Retype every line of these records without changing anything.

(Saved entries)
....................
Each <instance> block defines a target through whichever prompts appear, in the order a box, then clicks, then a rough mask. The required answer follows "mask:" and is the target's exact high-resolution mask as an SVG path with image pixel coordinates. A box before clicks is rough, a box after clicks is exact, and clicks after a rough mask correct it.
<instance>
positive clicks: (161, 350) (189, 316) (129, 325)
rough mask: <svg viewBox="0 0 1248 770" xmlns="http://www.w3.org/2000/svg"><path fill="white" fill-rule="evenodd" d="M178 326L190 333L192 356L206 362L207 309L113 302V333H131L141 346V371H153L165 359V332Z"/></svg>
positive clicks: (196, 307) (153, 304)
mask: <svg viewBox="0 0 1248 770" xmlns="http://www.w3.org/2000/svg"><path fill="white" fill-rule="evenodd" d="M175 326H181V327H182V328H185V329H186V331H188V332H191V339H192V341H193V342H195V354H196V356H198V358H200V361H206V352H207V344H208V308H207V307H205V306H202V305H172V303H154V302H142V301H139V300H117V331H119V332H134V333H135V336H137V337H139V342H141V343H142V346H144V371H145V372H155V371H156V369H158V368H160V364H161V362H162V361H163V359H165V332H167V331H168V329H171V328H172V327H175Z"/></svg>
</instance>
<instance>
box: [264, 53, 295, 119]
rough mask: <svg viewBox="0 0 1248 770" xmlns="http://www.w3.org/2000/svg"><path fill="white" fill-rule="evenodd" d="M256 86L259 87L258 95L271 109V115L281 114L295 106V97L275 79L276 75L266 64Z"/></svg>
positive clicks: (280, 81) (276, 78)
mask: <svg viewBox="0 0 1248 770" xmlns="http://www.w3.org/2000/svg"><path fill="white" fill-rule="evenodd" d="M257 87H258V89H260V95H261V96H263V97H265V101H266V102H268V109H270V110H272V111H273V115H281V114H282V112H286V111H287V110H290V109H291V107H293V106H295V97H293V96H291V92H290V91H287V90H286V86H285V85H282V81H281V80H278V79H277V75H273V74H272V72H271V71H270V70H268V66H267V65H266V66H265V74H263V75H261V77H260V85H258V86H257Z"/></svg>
....................
* _Response to the exercise_
Each <instance> block defines a target through whichever prompts appear, in the order a box, then clicks, then a rough mask. The required answer follows "mask:" and is the target's exact high-resolution mask as an SVG path with image pixel coordinates. A box before clicks is rough, a box after clicks is exact, and clicks after a rough mask correct it.
<instance>
positive clicks: (161, 350) (189, 316) (129, 325)
rough mask: <svg viewBox="0 0 1248 770" xmlns="http://www.w3.org/2000/svg"><path fill="white" fill-rule="evenodd" d="M178 326L190 333L192 356L206 362L207 309L113 302V333H131L141 346V371H153L165 359V332Z"/></svg>
positive clicks: (196, 307) (153, 304)
mask: <svg viewBox="0 0 1248 770" xmlns="http://www.w3.org/2000/svg"><path fill="white" fill-rule="evenodd" d="M175 326H181V327H182V328H185V329H186V331H188V332H191V339H192V341H193V342H195V354H196V356H198V358H200V361H206V352H207V344H208V308H207V307H205V306H202V305H172V303H154V302H142V301H139V300H117V331H119V332H134V333H135V336H137V337H139V342H141V343H142V346H144V371H145V372H155V371H156V369H158V368H160V364H161V362H162V361H163V359H165V332H167V331H168V329H171V328H172V327H175Z"/></svg>
</instance>
<instance>
box: [264, 53, 295, 119]
rough mask: <svg viewBox="0 0 1248 770" xmlns="http://www.w3.org/2000/svg"><path fill="white" fill-rule="evenodd" d="M256 86L259 87L258 95L271 109V115L281 114L295 106V97L275 79L276 75L266 64Z"/></svg>
positive clicks: (280, 81) (276, 78)
mask: <svg viewBox="0 0 1248 770" xmlns="http://www.w3.org/2000/svg"><path fill="white" fill-rule="evenodd" d="M257 87H258V89H260V95H261V96H263V97H265V101H266V102H268V109H270V110H272V111H273V115H281V114H282V112H286V111H287V110H290V109H291V107H293V106H295V97H293V96H291V92H290V91H287V90H286V86H285V85H282V81H281V80H278V79H277V75H273V74H272V72H271V71H270V70H268V66H267V65H266V66H265V74H263V75H261V77H260V85H258V86H257Z"/></svg>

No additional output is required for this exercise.